**TEXT SHOWN**
Aims To explore trends over time and variation in the use of anaesthetic techniques for vitreoretinal (VR) surgery in the UK.

Methods Prospectively collected data from 13 centres contributing >50 VR operations, including either pars plana vitrectomy (PPV) or scleral buckle (SB), between May 2000 and November 2010 were retrospectively analysed. Anaesthesia was categorised as general anaesthesia (GA) or local anaesthesia (LA) and results were reported by year, centre, grade of surgeon and type of operation.

**PROMPT 1**
Retype the stretch from "Methods Prospectively collected" through "type of operation." in the abstract on anesthesia for vitreoretinal surgery.
**PROMPT 2**
Extend the abstract on anesthesia for vitreoretinal surgery, starting after its final sentence.

**ENTRIES SUPPLIED**
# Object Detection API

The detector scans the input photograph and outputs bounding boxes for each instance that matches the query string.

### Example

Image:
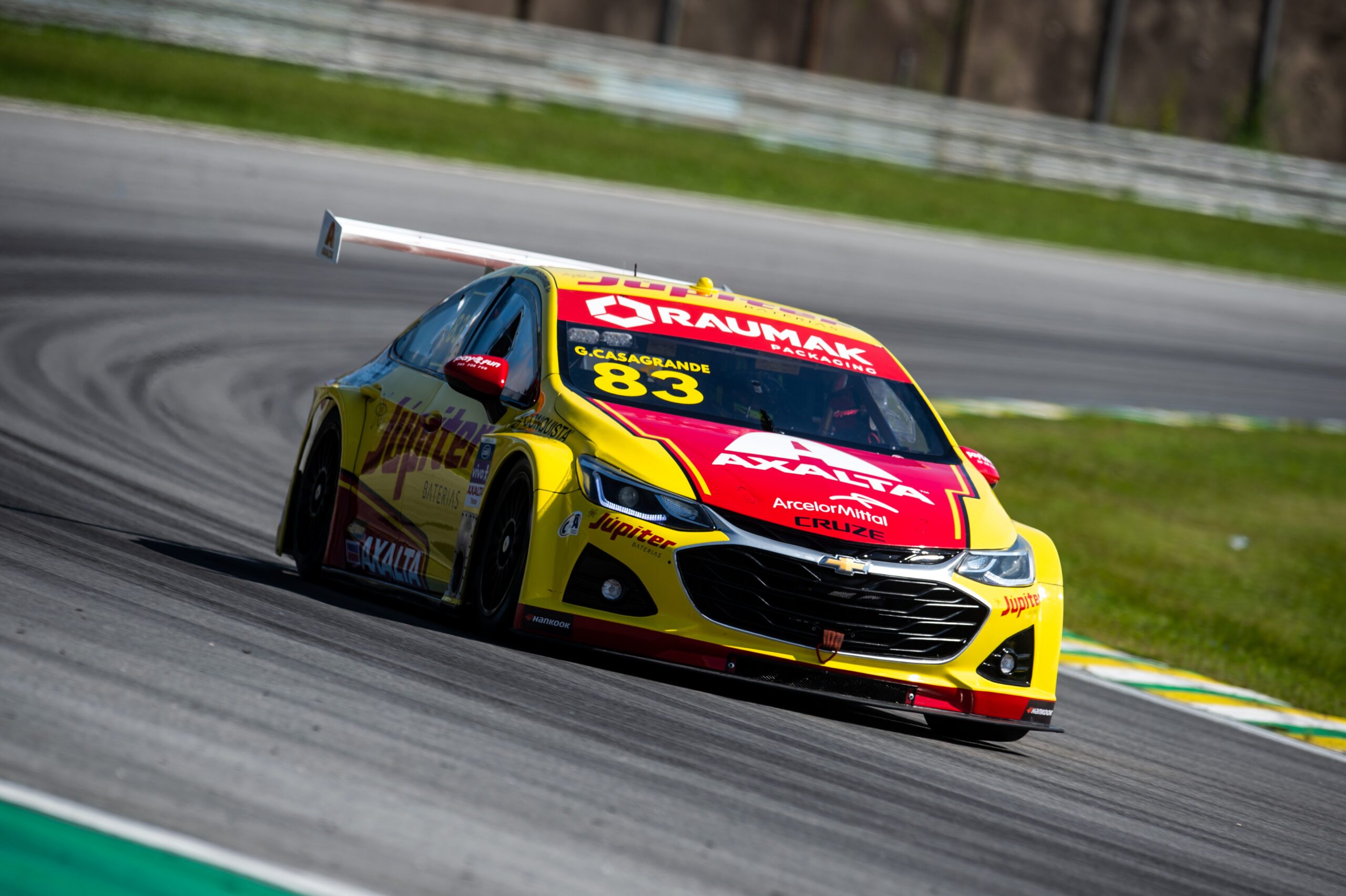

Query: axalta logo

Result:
[713,432,934,503]
[588,296,654,330]
[771,495,898,526]
[587,296,876,374]
[346,535,425,589]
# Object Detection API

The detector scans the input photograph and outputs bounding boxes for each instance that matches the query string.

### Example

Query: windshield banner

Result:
[557,289,909,382]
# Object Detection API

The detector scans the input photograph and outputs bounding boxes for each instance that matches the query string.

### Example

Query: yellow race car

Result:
[276,212,1063,741]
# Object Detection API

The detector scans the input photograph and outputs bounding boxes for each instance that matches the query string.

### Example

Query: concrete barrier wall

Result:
[11,0,1346,227]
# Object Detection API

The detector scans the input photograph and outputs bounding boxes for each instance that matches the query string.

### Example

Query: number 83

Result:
[594,362,705,405]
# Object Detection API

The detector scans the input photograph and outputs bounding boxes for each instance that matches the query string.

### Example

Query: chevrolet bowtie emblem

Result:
[818,557,870,576]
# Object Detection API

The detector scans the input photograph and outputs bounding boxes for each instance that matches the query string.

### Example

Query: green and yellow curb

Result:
[0,780,375,896]
[1061,633,1346,754]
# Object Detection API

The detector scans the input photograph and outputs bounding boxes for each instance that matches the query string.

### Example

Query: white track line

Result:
[0,780,378,896]
[1058,665,1346,763]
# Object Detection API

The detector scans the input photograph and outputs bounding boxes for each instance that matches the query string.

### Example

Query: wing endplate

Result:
[317,211,692,287]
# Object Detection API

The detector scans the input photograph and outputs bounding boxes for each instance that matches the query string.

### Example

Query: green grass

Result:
[949,417,1346,716]
[8,23,1346,284]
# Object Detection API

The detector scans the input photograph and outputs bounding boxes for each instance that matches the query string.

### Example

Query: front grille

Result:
[677,545,988,660]
[724,655,916,706]
[715,507,962,564]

**EXERCISE RESPONSE 1**
Methods Prospectively collected data from 13 centres contributing >50 VR operations, including either pars plana vitrectomy (PPV) or scleral buckle (SB), between May 2000 and November 2010 were retrospectively analysed. Anaesthesia was categorised as general anaesthesia (GA) or local anaesthesia (LA) and results were reported by year, centre, grade of surgeon and type of operation.

**EXERCISE RESPONSE 2**
Results 160 surgeons performed 12 124 operations on 10 405 eyes (9935 patients); 6054 (49.9%) under GA and 6070 (50.1%) under LA. The percentage performed under GA decreased from 95.3% in 2001 to 40.9% in 2010. Within LA techniques, peribulbar or retrobulbar injection was used in 2783 (45.8%) operations and sub-Tenon's cannula in 3287 (54.2%). The proportions of operations performed under GA or LA were similar for consultants and trainees. Primary SB, primary combined PPV and SB for retinal detachment (RD), repeat RD surgery and complex vitrectomy surgery were more commonly performed under GA (85.8%, 67.0%, 63.5% and 69.4%, respectively), while primary PPV for RD, simple vitrectomy surgery and macular surgery were more commonly performed under LA (58.1%, 53.7% and 58.2%, respectively). Marked intercentre variation existed with the extremes being one centre with 100% of operations performed under GA and one centre with 98.3% under LA.

Conclusions LA for VR surgery has steadily increased over the last decade in the UK but marked intercentre variation exists.